(Records from a point labeling set)
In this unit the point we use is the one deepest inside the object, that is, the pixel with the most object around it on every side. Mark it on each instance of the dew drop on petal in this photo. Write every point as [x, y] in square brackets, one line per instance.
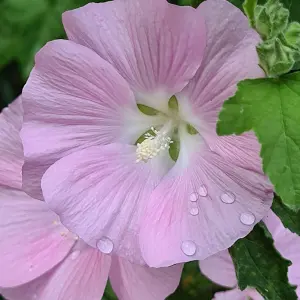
[202, 191]
[105, 245]
[228, 198]
[194, 211]
[247, 218]
[75, 254]
[188, 248]
[194, 197]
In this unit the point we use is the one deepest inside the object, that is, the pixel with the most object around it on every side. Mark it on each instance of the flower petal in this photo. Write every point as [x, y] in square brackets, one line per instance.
[81, 276]
[154, 45]
[28, 238]
[11, 151]
[220, 269]
[230, 56]
[235, 294]
[183, 225]
[134, 282]
[100, 192]
[72, 100]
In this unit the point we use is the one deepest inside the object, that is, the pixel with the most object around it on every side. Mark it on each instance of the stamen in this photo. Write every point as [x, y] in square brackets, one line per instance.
[153, 144]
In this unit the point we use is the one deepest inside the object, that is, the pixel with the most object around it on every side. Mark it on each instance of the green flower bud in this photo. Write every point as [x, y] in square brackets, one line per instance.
[275, 57]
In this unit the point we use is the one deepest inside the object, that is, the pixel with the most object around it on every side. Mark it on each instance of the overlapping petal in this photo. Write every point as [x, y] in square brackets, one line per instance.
[220, 269]
[100, 192]
[11, 151]
[202, 206]
[133, 282]
[72, 100]
[29, 237]
[230, 56]
[81, 276]
[156, 46]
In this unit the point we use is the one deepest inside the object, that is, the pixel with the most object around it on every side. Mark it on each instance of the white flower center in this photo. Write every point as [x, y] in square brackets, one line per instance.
[153, 144]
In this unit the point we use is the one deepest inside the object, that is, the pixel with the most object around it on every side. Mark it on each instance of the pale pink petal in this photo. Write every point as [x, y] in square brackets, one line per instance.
[183, 229]
[11, 151]
[72, 100]
[230, 56]
[100, 192]
[235, 294]
[154, 45]
[30, 241]
[14, 113]
[135, 282]
[219, 268]
[288, 245]
[81, 276]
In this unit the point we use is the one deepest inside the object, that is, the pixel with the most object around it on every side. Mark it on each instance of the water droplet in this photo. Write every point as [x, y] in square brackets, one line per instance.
[228, 198]
[188, 248]
[194, 197]
[202, 191]
[105, 245]
[194, 211]
[75, 254]
[247, 218]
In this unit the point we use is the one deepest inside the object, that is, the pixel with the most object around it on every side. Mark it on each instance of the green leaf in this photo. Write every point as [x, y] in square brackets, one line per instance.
[249, 9]
[289, 218]
[271, 107]
[193, 3]
[27, 25]
[193, 285]
[260, 266]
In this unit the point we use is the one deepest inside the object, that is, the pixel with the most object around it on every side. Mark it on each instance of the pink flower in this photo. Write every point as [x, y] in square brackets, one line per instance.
[220, 269]
[82, 123]
[40, 259]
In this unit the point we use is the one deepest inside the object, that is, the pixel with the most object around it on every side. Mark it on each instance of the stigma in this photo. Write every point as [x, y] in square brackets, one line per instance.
[153, 145]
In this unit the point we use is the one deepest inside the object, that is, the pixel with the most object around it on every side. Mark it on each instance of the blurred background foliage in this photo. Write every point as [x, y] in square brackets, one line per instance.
[25, 27]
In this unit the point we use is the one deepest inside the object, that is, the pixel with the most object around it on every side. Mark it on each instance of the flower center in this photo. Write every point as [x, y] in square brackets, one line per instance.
[154, 143]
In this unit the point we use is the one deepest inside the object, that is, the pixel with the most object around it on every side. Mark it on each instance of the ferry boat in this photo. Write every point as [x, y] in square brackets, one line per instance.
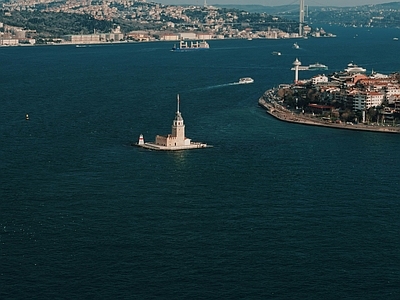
[185, 46]
[317, 66]
[246, 80]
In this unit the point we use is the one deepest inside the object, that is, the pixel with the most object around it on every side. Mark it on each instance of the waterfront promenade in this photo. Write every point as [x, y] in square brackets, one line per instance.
[279, 112]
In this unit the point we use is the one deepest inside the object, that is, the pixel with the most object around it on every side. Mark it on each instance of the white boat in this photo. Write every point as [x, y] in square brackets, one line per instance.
[317, 66]
[352, 68]
[246, 80]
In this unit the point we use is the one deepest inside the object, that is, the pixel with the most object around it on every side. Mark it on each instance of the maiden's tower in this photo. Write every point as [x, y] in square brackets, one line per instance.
[174, 141]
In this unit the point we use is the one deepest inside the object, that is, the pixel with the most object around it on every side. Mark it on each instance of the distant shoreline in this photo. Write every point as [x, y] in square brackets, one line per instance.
[279, 112]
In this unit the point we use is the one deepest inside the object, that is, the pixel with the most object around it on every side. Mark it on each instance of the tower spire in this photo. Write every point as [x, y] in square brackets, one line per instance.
[301, 17]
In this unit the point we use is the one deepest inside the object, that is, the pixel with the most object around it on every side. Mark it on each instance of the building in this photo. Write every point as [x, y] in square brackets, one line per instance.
[364, 100]
[176, 140]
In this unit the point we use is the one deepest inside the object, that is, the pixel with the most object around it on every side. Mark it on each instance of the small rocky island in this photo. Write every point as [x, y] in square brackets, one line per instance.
[349, 99]
[172, 142]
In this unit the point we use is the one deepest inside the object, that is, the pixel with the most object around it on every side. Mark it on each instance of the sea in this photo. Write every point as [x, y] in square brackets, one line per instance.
[272, 210]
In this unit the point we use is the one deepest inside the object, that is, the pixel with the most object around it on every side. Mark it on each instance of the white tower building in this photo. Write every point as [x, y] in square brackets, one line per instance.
[178, 127]
[296, 65]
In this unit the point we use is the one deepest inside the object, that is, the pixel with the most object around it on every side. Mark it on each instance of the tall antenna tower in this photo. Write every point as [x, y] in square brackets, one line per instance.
[301, 19]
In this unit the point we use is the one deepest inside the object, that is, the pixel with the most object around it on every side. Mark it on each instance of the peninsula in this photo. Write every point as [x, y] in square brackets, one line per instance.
[174, 141]
[349, 99]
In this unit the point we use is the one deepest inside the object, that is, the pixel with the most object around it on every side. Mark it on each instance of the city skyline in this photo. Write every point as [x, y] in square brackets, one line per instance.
[275, 2]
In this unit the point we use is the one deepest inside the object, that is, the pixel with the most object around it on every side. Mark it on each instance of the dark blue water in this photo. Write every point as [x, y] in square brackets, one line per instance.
[273, 210]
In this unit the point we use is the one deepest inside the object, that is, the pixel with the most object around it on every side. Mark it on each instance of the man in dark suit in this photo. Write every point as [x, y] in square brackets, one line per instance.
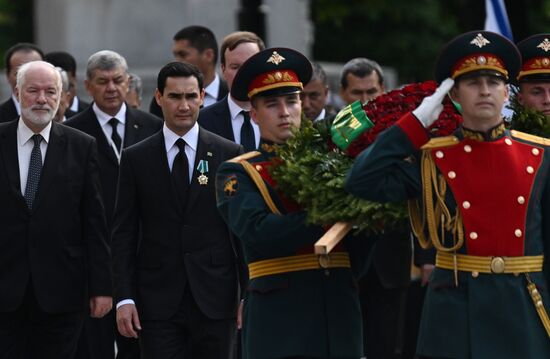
[115, 126]
[16, 56]
[175, 263]
[229, 118]
[197, 45]
[68, 63]
[54, 259]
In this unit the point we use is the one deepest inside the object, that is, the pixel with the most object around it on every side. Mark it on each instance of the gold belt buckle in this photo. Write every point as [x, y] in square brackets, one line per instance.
[324, 260]
[498, 265]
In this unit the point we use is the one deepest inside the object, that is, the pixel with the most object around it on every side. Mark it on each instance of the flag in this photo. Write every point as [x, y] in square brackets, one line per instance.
[496, 19]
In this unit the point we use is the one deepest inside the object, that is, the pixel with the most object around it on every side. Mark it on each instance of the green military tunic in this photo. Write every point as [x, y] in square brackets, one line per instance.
[311, 313]
[498, 183]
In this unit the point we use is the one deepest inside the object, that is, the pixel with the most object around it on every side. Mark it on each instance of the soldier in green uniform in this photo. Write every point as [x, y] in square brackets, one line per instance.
[534, 77]
[298, 304]
[482, 198]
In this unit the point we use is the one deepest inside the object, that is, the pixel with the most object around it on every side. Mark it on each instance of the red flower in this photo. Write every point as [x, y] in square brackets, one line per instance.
[388, 108]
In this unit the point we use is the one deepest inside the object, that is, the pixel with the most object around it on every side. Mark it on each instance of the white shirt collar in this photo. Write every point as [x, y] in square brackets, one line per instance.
[191, 138]
[213, 88]
[16, 103]
[25, 133]
[104, 118]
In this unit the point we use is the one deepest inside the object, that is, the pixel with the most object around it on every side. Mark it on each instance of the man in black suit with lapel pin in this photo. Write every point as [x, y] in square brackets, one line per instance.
[115, 126]
[174, 263]
[54, 258]
[228, 117]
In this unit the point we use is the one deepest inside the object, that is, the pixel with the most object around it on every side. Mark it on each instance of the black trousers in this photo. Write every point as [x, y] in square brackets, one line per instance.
[30, 332]
[188, 334]
[97, 340]
[383, 312]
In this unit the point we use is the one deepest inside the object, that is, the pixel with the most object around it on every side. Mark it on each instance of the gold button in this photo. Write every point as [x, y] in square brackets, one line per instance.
[497, 265]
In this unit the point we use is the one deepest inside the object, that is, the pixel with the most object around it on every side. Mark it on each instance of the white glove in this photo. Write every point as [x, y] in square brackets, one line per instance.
[431, 106]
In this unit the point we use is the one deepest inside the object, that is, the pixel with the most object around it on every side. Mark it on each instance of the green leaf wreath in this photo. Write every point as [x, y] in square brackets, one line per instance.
[313, 175]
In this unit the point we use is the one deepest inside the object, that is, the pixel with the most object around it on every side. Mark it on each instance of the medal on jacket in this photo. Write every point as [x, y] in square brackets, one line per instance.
[203, 168]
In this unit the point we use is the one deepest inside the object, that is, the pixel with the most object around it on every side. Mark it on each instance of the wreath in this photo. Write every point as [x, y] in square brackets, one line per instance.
[311, 169]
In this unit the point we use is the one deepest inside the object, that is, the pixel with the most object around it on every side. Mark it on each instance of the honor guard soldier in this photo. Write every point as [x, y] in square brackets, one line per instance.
[298, 304]
[534, 77]
[481, 197]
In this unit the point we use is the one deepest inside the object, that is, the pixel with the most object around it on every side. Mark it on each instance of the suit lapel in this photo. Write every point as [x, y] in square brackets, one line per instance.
[204, 152]
[8, 146]
[159, 161]
[94, 129]
[56, 157]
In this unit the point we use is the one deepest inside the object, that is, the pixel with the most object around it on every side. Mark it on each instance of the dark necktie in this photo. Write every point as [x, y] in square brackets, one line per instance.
[114, 135]
[180, 172]
[247, 133]
[35, 168]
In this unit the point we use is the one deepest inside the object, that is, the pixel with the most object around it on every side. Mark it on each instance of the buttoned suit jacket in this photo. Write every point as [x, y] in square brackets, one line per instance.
[139, 125]
[8, 111]
[180, 244]
[60, 245]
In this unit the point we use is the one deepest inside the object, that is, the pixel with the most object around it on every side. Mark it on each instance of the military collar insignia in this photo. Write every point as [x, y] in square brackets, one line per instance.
[275, 58]
[491, 135]
[545, 45]
[480, 41]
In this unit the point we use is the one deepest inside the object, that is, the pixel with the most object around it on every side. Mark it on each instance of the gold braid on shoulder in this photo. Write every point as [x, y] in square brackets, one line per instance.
[434, 212]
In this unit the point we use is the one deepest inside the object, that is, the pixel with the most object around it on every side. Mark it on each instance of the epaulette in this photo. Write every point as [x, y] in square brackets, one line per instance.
[439, 142]
[531, 138]
[245, 156]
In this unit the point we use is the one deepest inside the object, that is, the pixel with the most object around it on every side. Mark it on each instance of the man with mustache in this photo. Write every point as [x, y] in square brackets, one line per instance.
[54, 259]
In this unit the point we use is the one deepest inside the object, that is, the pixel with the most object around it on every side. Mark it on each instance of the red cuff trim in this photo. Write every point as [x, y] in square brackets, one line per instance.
[414, 130]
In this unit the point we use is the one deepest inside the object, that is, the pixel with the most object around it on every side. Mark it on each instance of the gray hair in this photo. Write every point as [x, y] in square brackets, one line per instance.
[22, 74]
[360, 67]
[105, 60]
[136, 83]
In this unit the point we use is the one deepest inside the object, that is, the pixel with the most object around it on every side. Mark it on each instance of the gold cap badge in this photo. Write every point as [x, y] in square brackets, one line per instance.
[275, 58]
[480, 41]
[545, 45]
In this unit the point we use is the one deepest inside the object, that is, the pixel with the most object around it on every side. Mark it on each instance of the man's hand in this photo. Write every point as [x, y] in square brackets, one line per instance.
[431, 106]
[127, 320]
[100, 306]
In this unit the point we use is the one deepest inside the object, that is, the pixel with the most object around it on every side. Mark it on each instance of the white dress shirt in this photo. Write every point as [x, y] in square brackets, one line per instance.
[104, 118]
[24, 149]
[237, 120]
[191, 139]
[211, 92]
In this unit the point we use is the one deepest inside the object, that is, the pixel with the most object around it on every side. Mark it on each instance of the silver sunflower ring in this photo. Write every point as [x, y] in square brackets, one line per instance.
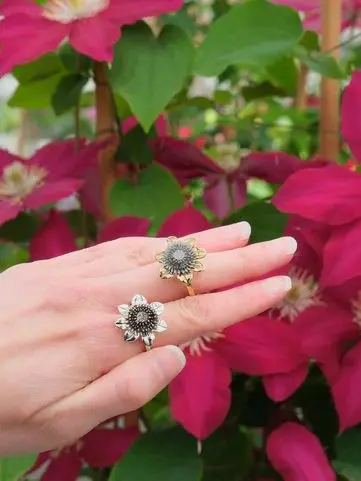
[141, 320]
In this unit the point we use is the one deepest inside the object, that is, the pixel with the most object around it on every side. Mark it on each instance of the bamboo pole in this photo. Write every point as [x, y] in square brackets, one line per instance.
[104, 130]
[330, 88]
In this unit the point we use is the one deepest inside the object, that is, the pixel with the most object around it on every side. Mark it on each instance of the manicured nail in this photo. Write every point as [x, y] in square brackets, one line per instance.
[245, 229]
[279, 284]
[180, 355]
[291, 245]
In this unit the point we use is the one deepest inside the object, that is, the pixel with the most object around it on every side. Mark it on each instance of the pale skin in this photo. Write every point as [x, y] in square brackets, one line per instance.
[64, 366]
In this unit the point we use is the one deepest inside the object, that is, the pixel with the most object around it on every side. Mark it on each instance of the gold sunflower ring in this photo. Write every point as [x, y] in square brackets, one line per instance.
[180, 259]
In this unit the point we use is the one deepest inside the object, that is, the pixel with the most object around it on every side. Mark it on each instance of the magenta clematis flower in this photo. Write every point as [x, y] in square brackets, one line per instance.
[99, 448]
[311, 9]
[224, 190]
[30, 30]
[320, 323]
[54, 172]
[260, 346]
[297, 454]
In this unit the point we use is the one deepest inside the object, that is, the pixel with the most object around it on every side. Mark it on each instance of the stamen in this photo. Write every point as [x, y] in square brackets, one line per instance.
[304, 294]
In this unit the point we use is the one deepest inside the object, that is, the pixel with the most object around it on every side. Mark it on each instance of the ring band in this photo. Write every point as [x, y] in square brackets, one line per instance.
[180, 259]
[141, 320]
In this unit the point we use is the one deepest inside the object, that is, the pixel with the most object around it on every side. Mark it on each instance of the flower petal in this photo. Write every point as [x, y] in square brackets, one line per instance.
[158, 307]
[281, 386]
[123, 309]
[260, 346]
[148, 340]
[130, 336]
[313, 194]
[297, 455]
[184, 222]
[104, 447]
[139, 299]
[200, 395]
[162, 326]
[346, 390]
[54, 238]
[124, 227]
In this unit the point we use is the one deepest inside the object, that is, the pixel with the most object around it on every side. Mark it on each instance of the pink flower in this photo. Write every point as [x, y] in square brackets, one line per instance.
[312, 10]
[99, 448]
[330, 195]
[30, 30]
[351, 124]
[224, 190]
[54, 172]
[346, 390]
[297, 455]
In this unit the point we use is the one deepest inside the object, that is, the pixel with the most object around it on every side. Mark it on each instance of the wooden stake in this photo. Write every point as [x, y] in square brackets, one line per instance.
[330, 88]
[104, 130]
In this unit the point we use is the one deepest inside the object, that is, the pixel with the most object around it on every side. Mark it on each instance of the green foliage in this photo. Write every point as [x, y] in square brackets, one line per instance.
[13, 467]
[160, 456]
[266, 221]
[148, 71]
[154, 194]
[245, 36]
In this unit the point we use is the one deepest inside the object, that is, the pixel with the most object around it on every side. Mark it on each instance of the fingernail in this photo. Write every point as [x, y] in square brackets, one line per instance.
[291, 245]
[279, 284]
[180, 355]
[245, 229]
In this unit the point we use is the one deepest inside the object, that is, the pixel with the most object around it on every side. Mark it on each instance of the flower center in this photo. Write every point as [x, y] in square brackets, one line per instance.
[67, 11]
[19, 180]
[201, 343]
[304, 294]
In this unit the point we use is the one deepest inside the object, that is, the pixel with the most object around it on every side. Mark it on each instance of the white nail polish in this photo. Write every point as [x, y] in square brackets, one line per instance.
[291, 245]
[245, 229]
[278, 285]
[179, 353]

* Directions for this task:
All lines from the one containing "of the fingernail" through the end of the records, both ends included, are to be quoted exactly; please add nothing else.

* Reply:
In this unit the point we use is the one deepest inside the object, that is, the pixel with the most object around it on every side. Mark it on each instance of the fingernail in this photo. Write every point as [x, y] in square brackets, one line per instance.
[291, 245]
[279, 284]
[180, 355]
[245, 229]
In this unit the point we use is the one deepest inside the object, that is, the pixel with the most object around it on every side. Mark it on each instance of the flower center in this photo. Write every point as [x, y] in square brackets, one line per instance.
[67, 11]
[19, 180]
[201, 343]
[304, 294]
In this unit the point we use is the one deepest inside the object, that is, the pixel with the most object around it on every side. Mark it on each instance of the white nail polish in this photo. Write every point as [x, y] in square brackets, one line per instance.
[291, 245]
[245, 229]
[278, 285]
[179, 353]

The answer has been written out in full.